## Quoted text
-- start --
Caught in the Cosmic Web – Dark Matter Structure Revealed

NASA/ESA Hubblecast 58

This video reports on a very impressive research effort resulting in the first 3-D mapping of dark matter for a galaxy cluster. A massive galaxy cluster over 5 billion light-years from Earth is the first to have such a full 3-dimensional map of its dark matter distribution. The dark matter is the dominant component of the cluster’s mass. The cluster, known as MACS J0717, is still in the formation stage. The Hubble Space Telescope and a number of ground-based telescopes on Mauna Kea in Hawaii were used to determine the spatial distribution. The longest filament of dark matter discovered by the international team of astronomers stretches across 60 million light-years. Gravitational lensing of galaxy images (as Einstein predicted) and redshift measurements for a large number of galaxies were required in order to uncover the 3-D shape and characteristics of the filament.
-- end --
## Goal 1
Pick out each line of the entries that contains the string "frame", treating uppercase and lowercase as different.
The Hubblecast text has no connection to the entries.

## Input
-- start --
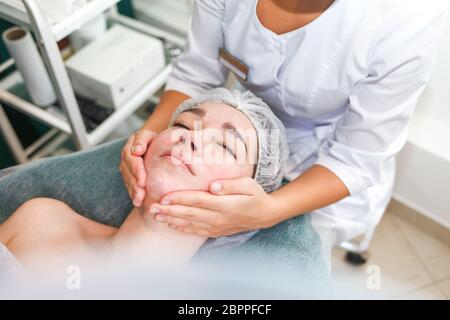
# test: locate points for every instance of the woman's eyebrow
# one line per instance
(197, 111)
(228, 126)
-- end --
-- start --
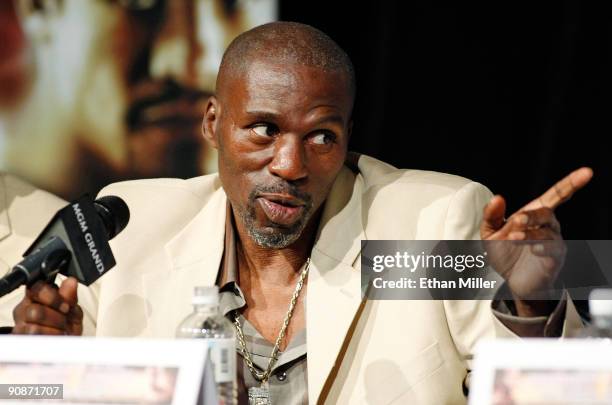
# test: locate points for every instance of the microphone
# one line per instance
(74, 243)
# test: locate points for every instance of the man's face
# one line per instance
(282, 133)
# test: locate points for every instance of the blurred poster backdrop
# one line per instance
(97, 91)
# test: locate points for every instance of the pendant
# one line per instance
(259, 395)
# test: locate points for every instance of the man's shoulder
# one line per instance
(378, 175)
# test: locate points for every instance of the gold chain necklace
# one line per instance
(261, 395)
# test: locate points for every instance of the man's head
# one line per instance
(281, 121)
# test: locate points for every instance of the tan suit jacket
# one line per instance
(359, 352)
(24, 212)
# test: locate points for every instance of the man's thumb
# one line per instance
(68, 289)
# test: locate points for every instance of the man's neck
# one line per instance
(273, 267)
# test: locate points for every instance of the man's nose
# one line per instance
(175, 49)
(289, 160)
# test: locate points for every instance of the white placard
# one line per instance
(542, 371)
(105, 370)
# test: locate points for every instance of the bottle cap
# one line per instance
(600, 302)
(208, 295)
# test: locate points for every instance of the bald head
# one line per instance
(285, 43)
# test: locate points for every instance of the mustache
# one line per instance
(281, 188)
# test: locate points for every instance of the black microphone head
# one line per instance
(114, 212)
-- end --
-- start --
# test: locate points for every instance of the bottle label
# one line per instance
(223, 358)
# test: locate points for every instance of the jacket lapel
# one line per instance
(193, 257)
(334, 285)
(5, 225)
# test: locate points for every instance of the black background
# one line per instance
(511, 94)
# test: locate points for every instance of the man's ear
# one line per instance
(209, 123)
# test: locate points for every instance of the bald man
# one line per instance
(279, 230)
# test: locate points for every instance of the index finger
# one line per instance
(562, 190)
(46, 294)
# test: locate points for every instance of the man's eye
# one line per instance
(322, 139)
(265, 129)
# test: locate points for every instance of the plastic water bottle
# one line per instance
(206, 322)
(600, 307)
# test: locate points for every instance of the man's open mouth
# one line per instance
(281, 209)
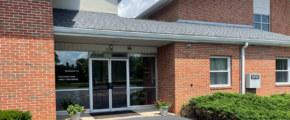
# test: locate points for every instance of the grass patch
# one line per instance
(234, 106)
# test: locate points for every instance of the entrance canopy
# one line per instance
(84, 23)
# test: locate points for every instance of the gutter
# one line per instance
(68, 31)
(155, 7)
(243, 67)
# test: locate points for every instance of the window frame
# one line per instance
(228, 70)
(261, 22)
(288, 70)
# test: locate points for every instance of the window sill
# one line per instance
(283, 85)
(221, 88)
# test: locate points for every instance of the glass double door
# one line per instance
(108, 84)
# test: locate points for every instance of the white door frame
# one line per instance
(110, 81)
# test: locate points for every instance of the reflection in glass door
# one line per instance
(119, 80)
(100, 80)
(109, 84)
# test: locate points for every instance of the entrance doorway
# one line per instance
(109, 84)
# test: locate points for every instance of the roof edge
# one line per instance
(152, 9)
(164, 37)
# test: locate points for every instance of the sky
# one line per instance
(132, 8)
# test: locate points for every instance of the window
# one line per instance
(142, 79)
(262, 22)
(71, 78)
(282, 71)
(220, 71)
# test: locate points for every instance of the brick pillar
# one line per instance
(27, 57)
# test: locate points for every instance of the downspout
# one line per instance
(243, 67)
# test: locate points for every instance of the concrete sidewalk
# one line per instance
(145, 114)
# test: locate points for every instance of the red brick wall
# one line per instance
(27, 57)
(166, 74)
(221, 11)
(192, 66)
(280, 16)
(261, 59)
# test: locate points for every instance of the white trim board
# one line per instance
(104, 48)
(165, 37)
-- end --
## Goal 2
For each statement, answer yes or no on whether it agrees with the Hubblecast text, and quote the exact words of the text that decide it: (a) The cluster MACS J0717 is still forming. (b) The longest dark matter filament found stretches across 60 billion light-years. (c) The Hubble Space Telescope was the only telescope used to determine the spatial distribution.

## Reply 1
# test: locate points for every instance of the window frame
# test: locate points for every instance of the white door frame

## Reply 2
(a) Yes: "The cluster, known as MACS J0717, is still in the formation stage."
(b) No: "The longest filament of dark matter discovered by the international team of astronomers stretches across 60 million light-years."
(c) No: "The Hubble Space Telescope and a number of ground-based telescopes on Mauna Kea in Hawaii were used to determine the spatial distribution."